ASSIGNED TASK: Exact copies are required of the lines from the line containing "identify the cream" through the final line of the listing, both included, and of no other lines.

RECORDS PROVIDED:
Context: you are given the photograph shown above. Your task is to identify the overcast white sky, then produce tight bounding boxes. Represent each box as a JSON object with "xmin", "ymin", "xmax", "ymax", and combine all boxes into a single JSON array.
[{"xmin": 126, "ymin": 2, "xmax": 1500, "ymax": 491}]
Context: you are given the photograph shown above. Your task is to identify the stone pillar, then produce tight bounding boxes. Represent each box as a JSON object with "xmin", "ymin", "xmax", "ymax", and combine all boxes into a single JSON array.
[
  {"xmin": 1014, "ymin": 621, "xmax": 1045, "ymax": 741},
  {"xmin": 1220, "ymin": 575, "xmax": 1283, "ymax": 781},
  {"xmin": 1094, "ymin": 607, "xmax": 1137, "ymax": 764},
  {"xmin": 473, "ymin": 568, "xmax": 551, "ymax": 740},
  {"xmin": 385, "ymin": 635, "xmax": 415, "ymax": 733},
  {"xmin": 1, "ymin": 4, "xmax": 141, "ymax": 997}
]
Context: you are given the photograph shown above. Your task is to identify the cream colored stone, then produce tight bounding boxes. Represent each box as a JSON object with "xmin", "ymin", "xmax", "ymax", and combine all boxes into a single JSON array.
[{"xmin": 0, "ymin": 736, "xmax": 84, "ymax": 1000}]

ANSWER:
Context: you are given the photograph shown above. Your task is to identify the cream colored stone, then produce tight bounding boxes. Represent each box as a JSON object with "xmin", "ymin", "xmax", "ymax", and combine all boxes into a single JSON array.
[{"xmin": 0, "ymin": 736, "xmax": 84, "ymax": 1000}]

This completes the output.